## Exercise details
Count the lines of the listing that contain the string "chain". Give only the number.

start Given information

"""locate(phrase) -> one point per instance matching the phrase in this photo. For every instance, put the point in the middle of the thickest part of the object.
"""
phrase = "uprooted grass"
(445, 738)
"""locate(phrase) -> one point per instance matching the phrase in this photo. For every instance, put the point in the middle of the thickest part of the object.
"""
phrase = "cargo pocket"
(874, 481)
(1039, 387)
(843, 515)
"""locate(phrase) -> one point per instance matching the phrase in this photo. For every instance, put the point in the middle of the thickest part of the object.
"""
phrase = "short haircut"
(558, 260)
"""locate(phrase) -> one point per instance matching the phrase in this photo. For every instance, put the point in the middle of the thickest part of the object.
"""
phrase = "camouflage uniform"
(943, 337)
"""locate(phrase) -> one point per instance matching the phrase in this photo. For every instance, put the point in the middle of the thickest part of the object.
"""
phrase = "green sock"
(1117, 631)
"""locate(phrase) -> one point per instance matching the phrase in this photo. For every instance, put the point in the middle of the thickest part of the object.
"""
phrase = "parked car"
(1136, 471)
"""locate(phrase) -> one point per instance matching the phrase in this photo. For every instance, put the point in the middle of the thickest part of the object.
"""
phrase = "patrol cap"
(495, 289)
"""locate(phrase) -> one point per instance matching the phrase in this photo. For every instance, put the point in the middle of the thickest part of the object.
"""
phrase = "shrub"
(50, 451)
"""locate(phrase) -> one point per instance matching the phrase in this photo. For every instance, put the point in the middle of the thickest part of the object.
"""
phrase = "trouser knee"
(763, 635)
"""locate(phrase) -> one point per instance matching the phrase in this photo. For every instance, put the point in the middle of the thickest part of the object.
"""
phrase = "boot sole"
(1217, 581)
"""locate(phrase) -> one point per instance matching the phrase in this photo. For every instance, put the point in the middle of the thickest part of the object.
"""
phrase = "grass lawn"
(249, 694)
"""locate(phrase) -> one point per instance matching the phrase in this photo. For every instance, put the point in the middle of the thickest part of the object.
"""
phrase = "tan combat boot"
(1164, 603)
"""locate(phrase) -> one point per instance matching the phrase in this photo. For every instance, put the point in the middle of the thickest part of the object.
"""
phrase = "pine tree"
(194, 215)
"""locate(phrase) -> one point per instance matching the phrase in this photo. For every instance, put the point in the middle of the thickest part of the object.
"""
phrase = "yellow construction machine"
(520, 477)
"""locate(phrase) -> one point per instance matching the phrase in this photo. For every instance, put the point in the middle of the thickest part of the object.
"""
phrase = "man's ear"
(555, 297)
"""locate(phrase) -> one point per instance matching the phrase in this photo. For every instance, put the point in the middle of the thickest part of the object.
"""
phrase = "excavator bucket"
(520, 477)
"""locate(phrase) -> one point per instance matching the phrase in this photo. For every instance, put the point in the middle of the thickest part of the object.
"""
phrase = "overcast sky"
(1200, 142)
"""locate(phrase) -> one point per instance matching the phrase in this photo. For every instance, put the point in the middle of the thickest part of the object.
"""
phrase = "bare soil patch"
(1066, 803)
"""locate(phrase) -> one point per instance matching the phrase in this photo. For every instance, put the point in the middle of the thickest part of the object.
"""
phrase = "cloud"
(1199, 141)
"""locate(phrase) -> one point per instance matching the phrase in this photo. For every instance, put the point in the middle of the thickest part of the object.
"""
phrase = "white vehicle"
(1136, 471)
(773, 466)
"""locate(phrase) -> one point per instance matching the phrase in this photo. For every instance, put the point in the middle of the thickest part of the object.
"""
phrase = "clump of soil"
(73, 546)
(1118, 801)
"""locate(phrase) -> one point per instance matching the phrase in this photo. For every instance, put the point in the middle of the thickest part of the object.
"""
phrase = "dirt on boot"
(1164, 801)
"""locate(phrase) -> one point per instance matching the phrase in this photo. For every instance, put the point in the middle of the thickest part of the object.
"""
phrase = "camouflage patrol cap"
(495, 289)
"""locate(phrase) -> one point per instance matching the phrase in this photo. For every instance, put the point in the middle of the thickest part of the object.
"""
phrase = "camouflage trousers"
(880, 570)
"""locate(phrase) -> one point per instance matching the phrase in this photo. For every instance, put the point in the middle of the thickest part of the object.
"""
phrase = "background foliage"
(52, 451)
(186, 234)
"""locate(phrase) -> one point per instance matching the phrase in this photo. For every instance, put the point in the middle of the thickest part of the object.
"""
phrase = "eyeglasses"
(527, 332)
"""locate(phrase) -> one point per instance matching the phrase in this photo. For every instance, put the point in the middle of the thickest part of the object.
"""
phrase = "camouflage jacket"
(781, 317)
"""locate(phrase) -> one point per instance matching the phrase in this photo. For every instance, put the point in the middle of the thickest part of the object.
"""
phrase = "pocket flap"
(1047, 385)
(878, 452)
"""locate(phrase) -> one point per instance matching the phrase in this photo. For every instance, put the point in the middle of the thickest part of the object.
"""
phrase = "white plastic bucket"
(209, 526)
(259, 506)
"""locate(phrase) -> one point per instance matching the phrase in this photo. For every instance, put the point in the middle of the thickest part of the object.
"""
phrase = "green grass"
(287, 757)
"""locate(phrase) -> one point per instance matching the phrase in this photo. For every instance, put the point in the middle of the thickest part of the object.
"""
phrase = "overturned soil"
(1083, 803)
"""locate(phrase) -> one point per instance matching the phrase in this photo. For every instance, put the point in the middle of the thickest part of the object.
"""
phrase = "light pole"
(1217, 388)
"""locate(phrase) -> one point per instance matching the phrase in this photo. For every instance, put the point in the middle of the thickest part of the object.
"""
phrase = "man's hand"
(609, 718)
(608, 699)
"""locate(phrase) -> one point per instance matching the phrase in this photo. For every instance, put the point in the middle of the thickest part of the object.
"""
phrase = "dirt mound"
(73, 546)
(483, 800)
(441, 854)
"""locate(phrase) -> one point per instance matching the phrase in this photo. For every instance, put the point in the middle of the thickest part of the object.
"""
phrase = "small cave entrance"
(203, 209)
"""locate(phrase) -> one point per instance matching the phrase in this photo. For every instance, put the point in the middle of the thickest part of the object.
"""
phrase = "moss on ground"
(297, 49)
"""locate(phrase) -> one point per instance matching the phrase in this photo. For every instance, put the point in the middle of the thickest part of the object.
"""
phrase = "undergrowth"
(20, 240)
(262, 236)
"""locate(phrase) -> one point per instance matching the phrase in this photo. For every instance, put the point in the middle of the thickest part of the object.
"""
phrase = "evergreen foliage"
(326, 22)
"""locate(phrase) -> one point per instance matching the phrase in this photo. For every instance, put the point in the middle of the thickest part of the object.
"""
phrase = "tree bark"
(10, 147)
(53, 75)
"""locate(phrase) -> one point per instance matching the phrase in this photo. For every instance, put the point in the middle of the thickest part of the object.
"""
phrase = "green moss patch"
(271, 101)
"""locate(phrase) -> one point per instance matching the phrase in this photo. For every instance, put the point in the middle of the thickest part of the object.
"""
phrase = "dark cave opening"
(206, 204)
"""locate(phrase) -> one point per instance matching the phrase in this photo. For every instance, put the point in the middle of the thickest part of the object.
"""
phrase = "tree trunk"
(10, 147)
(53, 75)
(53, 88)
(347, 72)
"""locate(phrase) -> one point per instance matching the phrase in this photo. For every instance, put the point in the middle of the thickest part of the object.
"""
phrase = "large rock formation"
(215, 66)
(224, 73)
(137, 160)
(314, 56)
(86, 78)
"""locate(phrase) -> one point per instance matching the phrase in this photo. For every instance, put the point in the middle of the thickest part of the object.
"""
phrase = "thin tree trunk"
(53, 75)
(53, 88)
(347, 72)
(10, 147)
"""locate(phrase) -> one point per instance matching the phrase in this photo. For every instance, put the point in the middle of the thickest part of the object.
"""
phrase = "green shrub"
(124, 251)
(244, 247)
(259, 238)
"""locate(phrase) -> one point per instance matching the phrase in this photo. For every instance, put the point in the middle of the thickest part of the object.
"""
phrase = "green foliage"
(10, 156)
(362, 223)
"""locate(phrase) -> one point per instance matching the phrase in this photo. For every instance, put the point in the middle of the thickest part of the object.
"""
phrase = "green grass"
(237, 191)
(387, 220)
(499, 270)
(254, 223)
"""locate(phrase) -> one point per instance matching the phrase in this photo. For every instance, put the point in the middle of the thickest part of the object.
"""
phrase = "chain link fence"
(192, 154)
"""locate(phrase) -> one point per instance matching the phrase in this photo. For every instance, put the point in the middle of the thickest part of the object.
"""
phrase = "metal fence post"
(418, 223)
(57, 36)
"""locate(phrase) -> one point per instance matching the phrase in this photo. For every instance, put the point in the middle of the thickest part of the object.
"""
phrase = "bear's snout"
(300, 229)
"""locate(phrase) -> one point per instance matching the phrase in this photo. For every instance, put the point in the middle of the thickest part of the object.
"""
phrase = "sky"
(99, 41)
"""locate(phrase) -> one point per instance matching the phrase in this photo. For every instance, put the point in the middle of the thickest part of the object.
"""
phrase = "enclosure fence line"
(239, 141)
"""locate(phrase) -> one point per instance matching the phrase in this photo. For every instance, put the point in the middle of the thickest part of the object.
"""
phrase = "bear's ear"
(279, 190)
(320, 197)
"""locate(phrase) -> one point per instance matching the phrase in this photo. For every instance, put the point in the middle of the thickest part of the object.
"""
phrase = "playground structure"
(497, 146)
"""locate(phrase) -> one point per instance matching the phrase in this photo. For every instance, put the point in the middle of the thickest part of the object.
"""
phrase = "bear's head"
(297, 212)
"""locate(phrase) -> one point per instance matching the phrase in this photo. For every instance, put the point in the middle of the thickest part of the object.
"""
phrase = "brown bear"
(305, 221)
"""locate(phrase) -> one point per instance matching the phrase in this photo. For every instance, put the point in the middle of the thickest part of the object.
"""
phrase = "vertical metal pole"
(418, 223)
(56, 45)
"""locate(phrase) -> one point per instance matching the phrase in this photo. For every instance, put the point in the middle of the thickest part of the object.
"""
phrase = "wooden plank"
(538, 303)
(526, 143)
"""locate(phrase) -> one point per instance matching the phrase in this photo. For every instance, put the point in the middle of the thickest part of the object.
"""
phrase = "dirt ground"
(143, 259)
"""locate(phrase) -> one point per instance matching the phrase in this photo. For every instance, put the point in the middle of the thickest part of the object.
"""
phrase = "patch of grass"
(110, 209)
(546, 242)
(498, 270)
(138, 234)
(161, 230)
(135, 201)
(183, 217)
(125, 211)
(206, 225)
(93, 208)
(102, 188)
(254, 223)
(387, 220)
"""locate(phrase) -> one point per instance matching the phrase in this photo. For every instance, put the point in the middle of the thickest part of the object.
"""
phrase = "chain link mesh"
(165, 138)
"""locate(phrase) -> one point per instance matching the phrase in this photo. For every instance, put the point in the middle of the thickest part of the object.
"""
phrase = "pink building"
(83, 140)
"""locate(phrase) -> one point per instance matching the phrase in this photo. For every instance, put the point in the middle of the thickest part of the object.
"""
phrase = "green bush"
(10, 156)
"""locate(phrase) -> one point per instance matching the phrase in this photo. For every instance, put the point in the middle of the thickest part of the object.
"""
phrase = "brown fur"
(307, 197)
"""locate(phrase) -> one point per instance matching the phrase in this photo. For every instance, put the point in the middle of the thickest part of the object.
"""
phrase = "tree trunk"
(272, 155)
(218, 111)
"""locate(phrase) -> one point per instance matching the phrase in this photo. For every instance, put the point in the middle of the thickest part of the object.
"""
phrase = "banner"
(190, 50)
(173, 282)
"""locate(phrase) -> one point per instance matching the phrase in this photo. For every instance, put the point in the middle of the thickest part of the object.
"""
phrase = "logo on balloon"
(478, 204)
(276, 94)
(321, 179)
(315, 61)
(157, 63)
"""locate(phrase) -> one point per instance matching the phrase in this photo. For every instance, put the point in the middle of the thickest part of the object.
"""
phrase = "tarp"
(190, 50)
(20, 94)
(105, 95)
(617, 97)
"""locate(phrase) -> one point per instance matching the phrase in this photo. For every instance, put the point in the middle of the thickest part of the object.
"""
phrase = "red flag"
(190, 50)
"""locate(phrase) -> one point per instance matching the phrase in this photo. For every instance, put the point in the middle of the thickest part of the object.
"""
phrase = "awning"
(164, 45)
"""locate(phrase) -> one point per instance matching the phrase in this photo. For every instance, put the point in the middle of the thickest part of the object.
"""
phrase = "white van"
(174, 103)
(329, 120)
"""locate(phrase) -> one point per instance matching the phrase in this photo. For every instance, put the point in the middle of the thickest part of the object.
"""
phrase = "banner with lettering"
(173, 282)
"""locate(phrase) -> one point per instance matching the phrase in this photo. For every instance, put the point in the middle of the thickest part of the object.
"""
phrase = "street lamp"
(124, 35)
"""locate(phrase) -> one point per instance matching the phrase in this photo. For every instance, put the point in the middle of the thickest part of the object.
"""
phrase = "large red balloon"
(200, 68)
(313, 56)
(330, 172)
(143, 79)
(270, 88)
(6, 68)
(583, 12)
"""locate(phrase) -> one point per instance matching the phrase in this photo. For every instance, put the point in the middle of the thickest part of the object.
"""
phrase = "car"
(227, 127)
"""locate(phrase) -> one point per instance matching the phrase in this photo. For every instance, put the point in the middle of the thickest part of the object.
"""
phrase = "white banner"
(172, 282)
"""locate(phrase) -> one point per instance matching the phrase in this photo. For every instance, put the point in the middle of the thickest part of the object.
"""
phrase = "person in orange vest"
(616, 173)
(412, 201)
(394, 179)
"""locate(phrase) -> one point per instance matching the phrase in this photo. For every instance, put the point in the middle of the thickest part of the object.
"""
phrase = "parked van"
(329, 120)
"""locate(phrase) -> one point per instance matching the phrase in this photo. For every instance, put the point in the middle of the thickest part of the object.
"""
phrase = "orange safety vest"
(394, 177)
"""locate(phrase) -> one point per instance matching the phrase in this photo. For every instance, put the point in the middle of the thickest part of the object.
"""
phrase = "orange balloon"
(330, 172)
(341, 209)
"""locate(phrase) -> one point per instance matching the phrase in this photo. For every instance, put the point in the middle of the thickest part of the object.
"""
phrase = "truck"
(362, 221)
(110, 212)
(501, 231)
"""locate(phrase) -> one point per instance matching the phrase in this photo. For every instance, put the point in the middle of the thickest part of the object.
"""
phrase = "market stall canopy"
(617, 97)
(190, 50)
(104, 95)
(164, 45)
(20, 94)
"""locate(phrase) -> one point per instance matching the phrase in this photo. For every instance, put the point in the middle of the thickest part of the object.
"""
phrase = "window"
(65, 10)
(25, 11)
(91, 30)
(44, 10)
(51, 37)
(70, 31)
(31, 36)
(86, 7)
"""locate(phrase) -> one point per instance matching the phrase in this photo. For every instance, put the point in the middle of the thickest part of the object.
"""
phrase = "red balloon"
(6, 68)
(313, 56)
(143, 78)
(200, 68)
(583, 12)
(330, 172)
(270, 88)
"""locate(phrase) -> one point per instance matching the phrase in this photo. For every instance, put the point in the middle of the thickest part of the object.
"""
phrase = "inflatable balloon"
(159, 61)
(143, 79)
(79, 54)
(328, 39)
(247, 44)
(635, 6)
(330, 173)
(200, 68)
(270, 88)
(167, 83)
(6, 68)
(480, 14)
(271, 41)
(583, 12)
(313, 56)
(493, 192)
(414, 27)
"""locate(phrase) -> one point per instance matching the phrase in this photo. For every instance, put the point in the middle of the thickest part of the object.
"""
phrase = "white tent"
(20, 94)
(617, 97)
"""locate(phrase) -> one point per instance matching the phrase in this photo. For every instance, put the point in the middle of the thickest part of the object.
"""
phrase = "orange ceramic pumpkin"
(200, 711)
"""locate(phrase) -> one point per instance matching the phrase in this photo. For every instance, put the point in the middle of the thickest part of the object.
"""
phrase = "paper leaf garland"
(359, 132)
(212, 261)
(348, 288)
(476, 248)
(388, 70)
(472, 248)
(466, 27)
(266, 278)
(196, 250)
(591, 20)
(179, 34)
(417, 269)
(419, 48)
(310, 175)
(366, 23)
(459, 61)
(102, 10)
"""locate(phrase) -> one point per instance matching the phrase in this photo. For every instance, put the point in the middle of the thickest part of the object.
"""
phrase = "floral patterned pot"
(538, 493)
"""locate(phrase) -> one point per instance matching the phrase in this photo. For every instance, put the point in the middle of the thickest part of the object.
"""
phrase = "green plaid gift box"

end Given information

## Task answer
2